## INFORMATION GIVEN
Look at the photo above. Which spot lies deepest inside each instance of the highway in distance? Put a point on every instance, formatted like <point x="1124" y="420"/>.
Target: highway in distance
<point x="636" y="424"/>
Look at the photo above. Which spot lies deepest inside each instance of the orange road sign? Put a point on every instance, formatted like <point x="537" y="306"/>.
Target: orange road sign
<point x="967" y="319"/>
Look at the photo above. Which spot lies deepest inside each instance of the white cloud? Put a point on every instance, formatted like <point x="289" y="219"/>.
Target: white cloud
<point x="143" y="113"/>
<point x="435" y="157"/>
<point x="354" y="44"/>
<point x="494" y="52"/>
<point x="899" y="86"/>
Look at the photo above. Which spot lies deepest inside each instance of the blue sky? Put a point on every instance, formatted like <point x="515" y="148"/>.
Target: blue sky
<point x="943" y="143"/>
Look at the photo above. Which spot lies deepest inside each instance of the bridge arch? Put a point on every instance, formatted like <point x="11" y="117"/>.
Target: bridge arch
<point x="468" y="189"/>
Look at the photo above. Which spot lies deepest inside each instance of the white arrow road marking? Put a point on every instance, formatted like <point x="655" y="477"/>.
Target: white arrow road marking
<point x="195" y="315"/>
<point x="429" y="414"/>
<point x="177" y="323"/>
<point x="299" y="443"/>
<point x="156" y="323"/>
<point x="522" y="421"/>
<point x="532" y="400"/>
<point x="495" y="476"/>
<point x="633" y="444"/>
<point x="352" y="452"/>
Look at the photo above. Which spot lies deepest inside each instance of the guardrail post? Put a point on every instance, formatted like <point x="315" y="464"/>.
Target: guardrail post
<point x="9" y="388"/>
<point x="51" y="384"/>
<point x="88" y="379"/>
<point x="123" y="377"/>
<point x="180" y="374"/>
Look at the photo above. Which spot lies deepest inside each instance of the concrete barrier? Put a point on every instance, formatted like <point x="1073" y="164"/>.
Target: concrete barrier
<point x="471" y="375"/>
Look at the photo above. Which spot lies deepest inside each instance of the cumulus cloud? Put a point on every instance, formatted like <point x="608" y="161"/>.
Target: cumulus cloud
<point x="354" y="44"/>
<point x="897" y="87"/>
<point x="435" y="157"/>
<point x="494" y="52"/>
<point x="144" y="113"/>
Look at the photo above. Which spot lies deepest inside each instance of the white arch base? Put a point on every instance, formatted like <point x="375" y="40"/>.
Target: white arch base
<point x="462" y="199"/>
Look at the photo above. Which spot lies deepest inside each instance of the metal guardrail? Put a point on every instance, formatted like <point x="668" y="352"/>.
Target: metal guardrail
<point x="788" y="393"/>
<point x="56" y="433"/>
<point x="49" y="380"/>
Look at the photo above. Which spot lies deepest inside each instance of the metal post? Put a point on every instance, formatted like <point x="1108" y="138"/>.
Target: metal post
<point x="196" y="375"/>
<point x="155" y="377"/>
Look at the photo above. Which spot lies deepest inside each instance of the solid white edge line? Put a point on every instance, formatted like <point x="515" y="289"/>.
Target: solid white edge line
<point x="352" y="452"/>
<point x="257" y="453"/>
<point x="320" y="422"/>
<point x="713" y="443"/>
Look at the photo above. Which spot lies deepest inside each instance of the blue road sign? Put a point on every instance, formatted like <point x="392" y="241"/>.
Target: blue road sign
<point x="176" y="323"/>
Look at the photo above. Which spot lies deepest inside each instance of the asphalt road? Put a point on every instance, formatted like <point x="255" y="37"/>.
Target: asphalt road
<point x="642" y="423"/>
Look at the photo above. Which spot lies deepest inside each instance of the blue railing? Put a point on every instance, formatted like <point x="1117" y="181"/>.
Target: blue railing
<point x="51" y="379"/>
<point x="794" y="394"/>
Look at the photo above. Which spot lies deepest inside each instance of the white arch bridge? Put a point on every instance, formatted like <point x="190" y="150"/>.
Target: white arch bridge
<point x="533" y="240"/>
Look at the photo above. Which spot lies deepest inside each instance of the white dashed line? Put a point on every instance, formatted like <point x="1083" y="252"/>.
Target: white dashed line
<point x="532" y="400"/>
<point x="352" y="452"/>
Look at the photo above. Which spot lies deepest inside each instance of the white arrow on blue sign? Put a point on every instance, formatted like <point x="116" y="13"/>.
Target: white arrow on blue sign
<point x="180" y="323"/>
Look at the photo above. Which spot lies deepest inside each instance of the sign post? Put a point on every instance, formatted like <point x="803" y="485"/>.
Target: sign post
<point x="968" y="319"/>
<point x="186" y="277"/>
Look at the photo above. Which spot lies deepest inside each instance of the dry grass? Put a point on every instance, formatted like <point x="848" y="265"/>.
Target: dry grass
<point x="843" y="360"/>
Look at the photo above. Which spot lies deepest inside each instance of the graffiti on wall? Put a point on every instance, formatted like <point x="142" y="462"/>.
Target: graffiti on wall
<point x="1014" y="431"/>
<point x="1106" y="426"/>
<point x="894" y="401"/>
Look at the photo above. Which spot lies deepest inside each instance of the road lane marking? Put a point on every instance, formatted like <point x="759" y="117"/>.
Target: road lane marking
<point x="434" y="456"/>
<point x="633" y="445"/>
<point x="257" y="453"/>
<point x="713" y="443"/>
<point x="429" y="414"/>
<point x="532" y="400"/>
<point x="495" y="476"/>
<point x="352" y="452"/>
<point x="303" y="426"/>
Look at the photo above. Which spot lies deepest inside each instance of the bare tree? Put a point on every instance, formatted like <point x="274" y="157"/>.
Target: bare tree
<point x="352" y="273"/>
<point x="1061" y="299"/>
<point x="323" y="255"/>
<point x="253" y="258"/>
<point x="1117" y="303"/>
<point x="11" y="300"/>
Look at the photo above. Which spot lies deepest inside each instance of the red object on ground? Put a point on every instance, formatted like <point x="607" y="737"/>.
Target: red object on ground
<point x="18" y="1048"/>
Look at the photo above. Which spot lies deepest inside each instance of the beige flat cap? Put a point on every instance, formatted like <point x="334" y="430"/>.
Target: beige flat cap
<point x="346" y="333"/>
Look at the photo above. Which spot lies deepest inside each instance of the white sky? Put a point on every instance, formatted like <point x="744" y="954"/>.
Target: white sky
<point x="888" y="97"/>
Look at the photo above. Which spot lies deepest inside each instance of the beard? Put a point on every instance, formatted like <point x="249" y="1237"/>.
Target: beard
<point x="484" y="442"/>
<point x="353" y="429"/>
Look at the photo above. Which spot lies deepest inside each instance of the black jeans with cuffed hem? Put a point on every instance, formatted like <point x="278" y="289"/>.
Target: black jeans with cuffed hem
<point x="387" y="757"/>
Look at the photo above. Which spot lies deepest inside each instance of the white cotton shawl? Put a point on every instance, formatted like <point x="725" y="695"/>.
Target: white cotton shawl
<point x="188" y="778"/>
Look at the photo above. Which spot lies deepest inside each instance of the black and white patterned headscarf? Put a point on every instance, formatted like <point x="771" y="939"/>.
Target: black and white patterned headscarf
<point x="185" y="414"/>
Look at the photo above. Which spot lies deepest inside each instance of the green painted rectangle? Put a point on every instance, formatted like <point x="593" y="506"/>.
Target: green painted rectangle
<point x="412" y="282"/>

## YOUR GOAL
Every entry must be retyped in full, exactly as given.

## SOLUTION FOR THIS EXERCISE
Look at the photo above. Which spot lies deepest inside each instance of the highway in distance? Put a point on every instance, formatted like <point x="1124" y="420"/>.
Target: highway in distance
<point x="636" y="424"/>
Look at the photo above. Which spot lies deepest inside each instance of the orange road sign? Put a point on every instance, formatted like <point x="537" y="306"/>.
Target: orange road sign
<point x="967" y="319"/>
Look at the photo above. Which spot lies deepest inside each instance of the white cloud? Put a point on every instance, formatted like <point x="289" y="219"/>.
Target: white cloud
<point x="143" y="113"/>
<point x="435" y="157"/>
<point x="354" y="44"/>
<point x="494" y="52"/>
<point x="899" y="86"/>
Look at the photo above. Which spot lies deepest inside each instance of the blue sky? Put a point on every instance, formatted like <point x="515" y="148"/>.
Target: blue sky
<point x="943" y="143"/>
Look at the photo above. Which spot lies deepest inside each instance of the bridge arch? Put a point on every instance, formatted like <point x="11" y="117"/>.
Target: bridge arch
<point x="468" y="189"/>
Look at the photo above. Which spot lies deepest inside each instance of the white arrow road marking? Put a point on every instance, formatted like <point x="655" y="477"/>.
Target: white arrow road marking
<point x="195" y="315"/>
<point x="429" y="414"/>
<point x="177" y="323"/>
<point x="299" y="443"/>
<point x="156" y="323"/>
<point x="522" y="421"/>
<point x="532" y="400"/>
<point x="495" y="476"/>
<point x="633" y="444"/>
<point x="352" y="452"/>
Look at the photo above. Which spot lies deepest inside each instance of the guardrail post? Put a point on every instance, formatted like <point x="315" y="464"/>.
Target: guardrail post
<point x="9" y="388"/>
<point x="51" y="384"/>
<point x="88" y="379"/>
<point x="123" y="377"/>
<point x="180" y="374"/>
Look at the photo above. Which spot lies deepest inside each instance of the concrete barrier? Put a point on every instance, formatted like <point x="1073" y="164"/>.
Target: concrete barrier
<point x="471" y="375"/>
Look at the photo above. Which spot lies deepest inside each instance of the cumulus cloud? Put a point on every instance, formatted like <point x="608" y="161"/>.
Target: cumulus cloud
<point x="354" y="44"/>
<point x="897" y="87"/>
<point x="435" y="157"/>
<point x="494" y="52"/>
<point x="144" y="113"/>
Look at the photo above. Which spot lies deepest inside each instance of the white arch base? Put a point on every instance, formatted like <point x="375" y="40"/>.
Target: white arch base
<point x="462" y="199"/>
Look at the photo above. Which spot lies deepest inside each instance of the metal guardrail? Put a point on every instance, formatted like <point x="668" y="352"/>.
Target: metal guardrail
<point x="788" y="393"/>
<point x="56" y="433"/>
<point x="49" y="380"/>
Look at the photo above. Which spot lies deepest inside each instance of the metal post? Put a point on every instance, formatted like <point x="1108" y="138"/>.
Target: metal post
<point x="196" y="375"/>
<point x="155" y="377"/>
Look at the photo above. Which spot lies deepest inside each instance of the solid white edge line? Put a point on every instance, formatted like <point x="515" y="289"/>.
Target: solid white edge line
<point x="352" y="452"/>
<point x="257" y="453"/>
<point x="320" y="422"/>
<point x="713" y="443"/>
Look at the photo above. Which spot lies deepest inside each instance of the blue road sign? Put a point on every instance, formatted like <point x="392" y="241"/>.
Target: blue road sign
<point x="176" y="323"/>
Look at the photo above. Which spot lies deepest inside each instance of the asphalt road? Put a point on every instance, formatted like <point x="255" y="37"/>.
Target: asphalt road
<point x="642" y="423"/>
Look at the photo above. Which spot lies deepest inside each instance of the blue railing? Put a point on every instance, formatted like <point x="1117" y="181"/>.
Target: blue railing
<point x="51" y="379"/>
<point x="794" y="394"/>
Look at the photo above. Which spot lies deepest inside each instance of the white arch bridge? Put a point on every instance, formatted like <point x="190" y="150"/>.
Target: white arch bridge
<point x="533" y="240"/>
Look at the photo above. Which spot lies deepest inside each instance of the white dashed line? Put a point on every instance, formatted like <point x="1083" y="252"/>.
Target: white dashed line
<point x="532" y="400"/>
<point x="352" y="452"/>
Look at the photo above. Which spot lies deepest inside each instance of the white arrow on blue sign? Put a point on every instance, formatted like <point x="116" y="13"/>.
Target: white arrow on blue sign
<point x="180" y="323"/>
Look at the photo above. Which spot lies deepest inside each instance of the sign post? Put a point on every instance, formatted like <point x="803" y="485"/>.
Target: sign post
<point x="968" y="319"/>
<point x="186" y="277"/>
Look at the photo above. Which spot lies deepest inside each instance of the dry grass? Put a point on every instance, formatted like <point x="848" y="265"/>.
Target: dry grass
<point x="843" y="360"/>
Look at the photo above. Which spot lies deepest inside each instance of the graffiti on wall? Put a point on every instance, formatted like <point x="142" y="462"/>.
Target: graffiti on wall
<point x="1014" y="431"/>
<point x="1106" y="426"/>
<point x="894" y="401"/>
Look at the photo above. Which spot lies deepest inside each instance of the road lane marking? Put a point on every instance, formatted like <point x="759" y="117"/>.
Target: road lane marking
<point x="434" y="456"/>
<point x="633" y="445"/>
<point x="257" y="453"/>
<point x="713" y="443"/>
<point x="429" y="414"/>
<point x="532" y="400"/>
<point x="495" y="476"/>
<point x="352" y="452"/>
<point x="303" y="426"/>
Look at the photo above. Which spot lies deepest inside each instance of the bare tree? Put a point on every instance, formatted like <point x="274" y="157"/>.
Target: bare tree
<point x="352" y="273"/>
<point x="1061" y="299"/>
<point x="323" y="255"/>
<point x="253" y="258"/>
<point x="1117" y="303"/>
<point x="11" y="300"/>
Look at the photo above. Which spot lies deepest inside each instance of the red object on ground? Put a point on every instance, formatted like <point x="607" y="737"/>.
Target: red object on ground
<point x="18" y="1048"/>
Look at the photo above. Which spot lies deepest inside each instance of the beige flat cap? Put a point on every instance, formatted like <point x="334" y="430"/>.
Target: beige flat cap
<point x="346" y="333"/>
Look at the photo above. Which spot lies deepest inside each instance of the white sky? Put a point on every instance, formatted like <point x="744" y="954"/>.
Target: white sky
<point x="888" y="97"/>
Look at the photo above. Which spot lies deepest inside each instance of the beard? Put a point on every instance, formatted like <point x="249" y="1237"/>.
Target: beard
<point x="484" y="442"/>
<point x="353" y="429"/>
Look at the photo above. Which spot lies deepest inside each instance of the black jeans with cuffed hem? Put a point on every instance, formatted like <point x="278" y="289"/>.
Target: black jeans with cuffed hem
<point x="387" y="757"/>
Look at the photo above. Which spot lies deepest inside each instance of the white cotton shawl? Put a point on every instance, formatted like <point x="725" y="695"/>.
Target: white cotton shawl
<point x="188" y="778"/>
Look at the photo above. Which spot lies deepest inside each instance of the black and white patterned headscarf? Put a point on every instance, formatted like <point x="771" y="939"/>.
Target: black and white patterned headscarf
<point x="185" y="414"/>
Look at the photo above. Which spot lies deepest inside each instance of the green painted rectangle? Put a point on every instance, formatted like <point x="593" y="506"/>.
Target: green painted rectangle
<point x="412" y="282"/>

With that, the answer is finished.